Text provided:
# # # # #

In [1]:
from torch.nn import Conv2d, BatchNorm2d, ReLU, MaxPool2d, Sequential, AdaptiveAvgPool2d, Linear, Softmax, CrossEntropyLoss, MSELoss, NLLLoss
from torchvision.transforms import Compose, ToTensor, Normalize, RandomHorizontalFlip, RandomGrayscale, Resize, InterpolationMode
from torch.cuda import memory_allocated, empty_cache, memory_reserved, IntTensor
from torch.utils.tensorboard import SummaryWriter
from torch.optim import Adam, SGD, lr_scheduler
from torchvision.datasets import CIFAR10
from torch.utils.data import DataLoader
import torch.nn.functional as F
import torch.nn as nn
import torch

In [2]:
Transform_Train = Compose([RandomHorizontalFlip(),
                           RandomGrayscale(),
                           ToTensor(),
                           Normalize((0.5,0.5,0.5),(0.5,0.5,0.5))])
Transform_Test = Compose([ToTensor(),
                           Normalize((0.5,0.5,0.5),(0.5,0.5,0.5))])
log_interval = 10
momentum = 0.9
TrainBS = 8
TestBS = 64
lr = 1e-4

In [3]:
writer = SummaryWriter('./log/')

In [4]:
Train_Data = DataLoader(dataset = CIFAR10(root = './data/',
                                          train = True,
                                          transform = Transform_Train,
                                          download = True),
                        batch_size = TrainBS,
                        shuffle = True)
Test_Data = DataLoader(dataset = CIFAR10(root = './data/',
                                          train = False,
                                          transform = Transform_Test,
                                          download = True),
                        batch_size = TestBS,
                        shuffle = True)

Files already downloaded and verified
Files already downloaded and verified


In [5]:
class BasicBlock(nn.Module):
    def __init__(self, DownSample, Proc_Channel):
        super(BasicBlock, self).__init__()
        stride = 1
        self.shortcut = Sequential()
        in_channels = Proc_Channel
        if DownSample == 1:
            if Proc_Channel != 64:
                in_channels = int(Proc_Channel/2)
                stride = 2
            self.shortcut = Sequential(Conv2d(in_channels = in_channels, out_channels = Proc_Channel, kernel_size = 3, stride = stride, padding = 1),
                                       BatchNorm2d(Proc_Channel))    
        kernel_size = 3
        self.ConvLayer1 = Conv2d(in_channels, Proc_Channel, kernel_size, stride, 1)
        self.BatchNorm1 = BatchNorm2d(Proc_Channel)
        self.ConvLayer2 = Conv2d(in_channels = Proc_Channel, out_channels = Proc_Channel, kernel_size = 3, stride = 1, padding = 1)
        self.BatchNorm2 = BatchNorm2d(Proc_Channel)
        self.BatchNorm3 = BatchNorm2d(Proc_Channel)

# # # # #

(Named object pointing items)
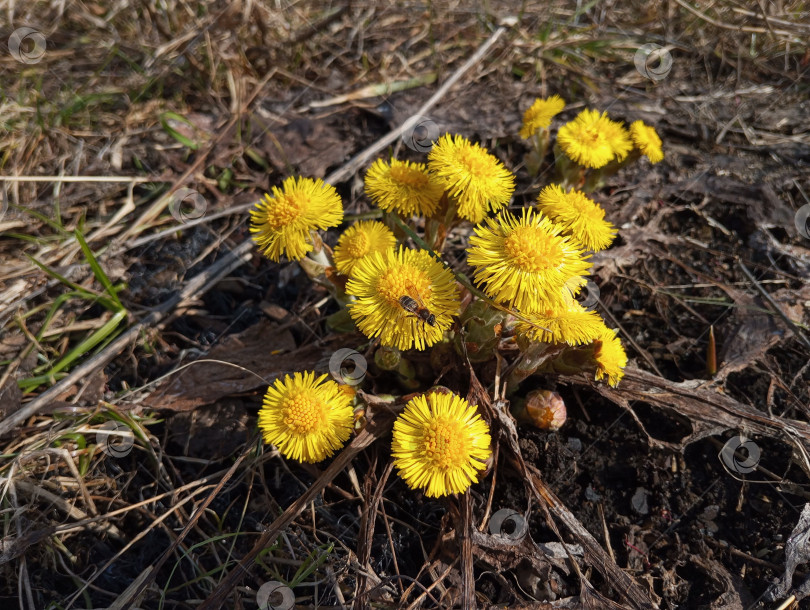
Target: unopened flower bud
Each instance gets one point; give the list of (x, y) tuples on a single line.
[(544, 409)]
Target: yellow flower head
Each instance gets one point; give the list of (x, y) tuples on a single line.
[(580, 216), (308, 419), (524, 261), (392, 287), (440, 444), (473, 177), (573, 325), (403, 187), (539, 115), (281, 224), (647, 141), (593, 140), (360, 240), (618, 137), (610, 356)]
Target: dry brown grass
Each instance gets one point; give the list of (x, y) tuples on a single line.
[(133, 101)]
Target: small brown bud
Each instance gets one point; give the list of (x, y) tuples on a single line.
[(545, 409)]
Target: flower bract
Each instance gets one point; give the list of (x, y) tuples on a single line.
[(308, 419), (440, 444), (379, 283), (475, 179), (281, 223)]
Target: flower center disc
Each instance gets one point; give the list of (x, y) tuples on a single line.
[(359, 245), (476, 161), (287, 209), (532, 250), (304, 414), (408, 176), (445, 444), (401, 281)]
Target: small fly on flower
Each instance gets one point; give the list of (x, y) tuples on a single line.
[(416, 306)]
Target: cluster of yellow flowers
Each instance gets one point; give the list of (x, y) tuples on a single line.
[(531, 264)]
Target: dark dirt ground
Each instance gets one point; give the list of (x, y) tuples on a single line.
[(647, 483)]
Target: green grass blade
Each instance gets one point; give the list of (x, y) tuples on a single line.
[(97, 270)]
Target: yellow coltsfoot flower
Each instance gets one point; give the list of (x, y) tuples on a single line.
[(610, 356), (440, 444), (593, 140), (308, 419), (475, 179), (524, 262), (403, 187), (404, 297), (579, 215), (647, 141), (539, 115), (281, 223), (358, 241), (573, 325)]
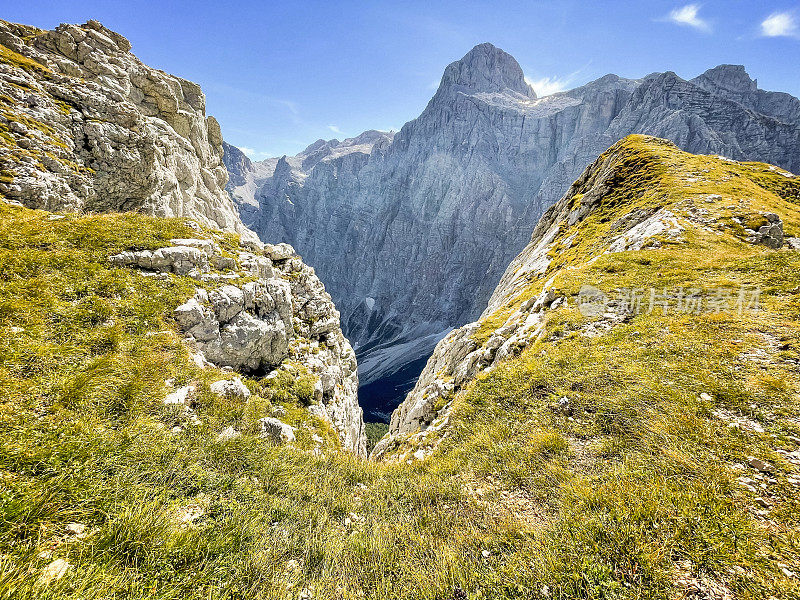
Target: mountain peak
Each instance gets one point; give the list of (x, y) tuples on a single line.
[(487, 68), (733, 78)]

# # # # #

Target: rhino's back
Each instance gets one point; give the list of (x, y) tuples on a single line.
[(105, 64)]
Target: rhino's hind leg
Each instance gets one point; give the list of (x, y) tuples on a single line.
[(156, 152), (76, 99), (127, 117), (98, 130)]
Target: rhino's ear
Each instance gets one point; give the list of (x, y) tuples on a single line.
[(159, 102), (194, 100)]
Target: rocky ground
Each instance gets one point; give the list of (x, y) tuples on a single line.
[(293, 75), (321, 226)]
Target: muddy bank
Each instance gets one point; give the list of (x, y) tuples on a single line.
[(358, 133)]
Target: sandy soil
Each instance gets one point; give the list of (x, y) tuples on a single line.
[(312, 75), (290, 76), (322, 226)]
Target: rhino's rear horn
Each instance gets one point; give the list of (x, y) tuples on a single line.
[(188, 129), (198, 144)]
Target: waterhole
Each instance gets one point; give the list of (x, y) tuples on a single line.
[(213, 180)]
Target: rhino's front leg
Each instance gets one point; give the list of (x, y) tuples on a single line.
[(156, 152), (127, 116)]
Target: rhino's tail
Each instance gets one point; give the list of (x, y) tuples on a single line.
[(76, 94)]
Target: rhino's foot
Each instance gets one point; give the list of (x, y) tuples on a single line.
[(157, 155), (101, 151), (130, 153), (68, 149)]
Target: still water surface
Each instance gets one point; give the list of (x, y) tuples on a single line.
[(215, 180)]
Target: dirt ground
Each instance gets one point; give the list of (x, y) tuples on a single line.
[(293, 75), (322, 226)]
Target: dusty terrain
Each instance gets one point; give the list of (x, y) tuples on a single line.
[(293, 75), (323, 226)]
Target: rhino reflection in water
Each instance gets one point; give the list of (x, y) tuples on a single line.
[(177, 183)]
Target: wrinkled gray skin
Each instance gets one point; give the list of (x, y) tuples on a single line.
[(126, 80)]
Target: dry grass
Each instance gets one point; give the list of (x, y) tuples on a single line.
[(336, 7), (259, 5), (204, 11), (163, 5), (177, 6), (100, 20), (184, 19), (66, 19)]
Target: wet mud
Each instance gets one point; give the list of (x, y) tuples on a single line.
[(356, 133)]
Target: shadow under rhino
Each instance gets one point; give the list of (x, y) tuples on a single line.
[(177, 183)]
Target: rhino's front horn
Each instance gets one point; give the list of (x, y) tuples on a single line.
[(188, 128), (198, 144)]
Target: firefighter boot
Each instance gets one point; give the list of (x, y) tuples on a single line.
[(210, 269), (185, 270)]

# # # # #

Exercise set:
[1] In the notebook, under what condition does BasicBlock set stride to 2, and what value does in_channels then take?
[2] Rewrite the part of the notebook that opens with the words containing "self.ConvLayer2 = Conv2d(in_channels" and closes with "self.BatchNorm3 = BatchNorm2d(Proc_Channel)", putting "BatchNormOut" in place of "BatchNorm3".
[3] Answer these about the notebook:
(a) What value is assigned to lr?
(b) What batch size does the test DataLoader use?
(c) What root directory is passed to both CIFAR10 datasets?

Correct answers:
[1] Stride is set to 2 when DownSample equals 1 and Proc_Channel is not 64. In that case, in_channels becomes int(Proc_Channel/2), half the processing channel count.

[2]
self.ConvLayer2 = Conv2d(in_channels = Proc_Channel, out_channels = Proc_Channel, kernel_size = 3, stride = 1, padding = 1)
        self.BatchNorm2 = BatchNorm2d(Proc_Channel)
        self.BatchNormOut = BatchNorm2d(Proc_Channel)

[3]
(a) 1e-4
(b) 64 (TestBS)
(c) './data/'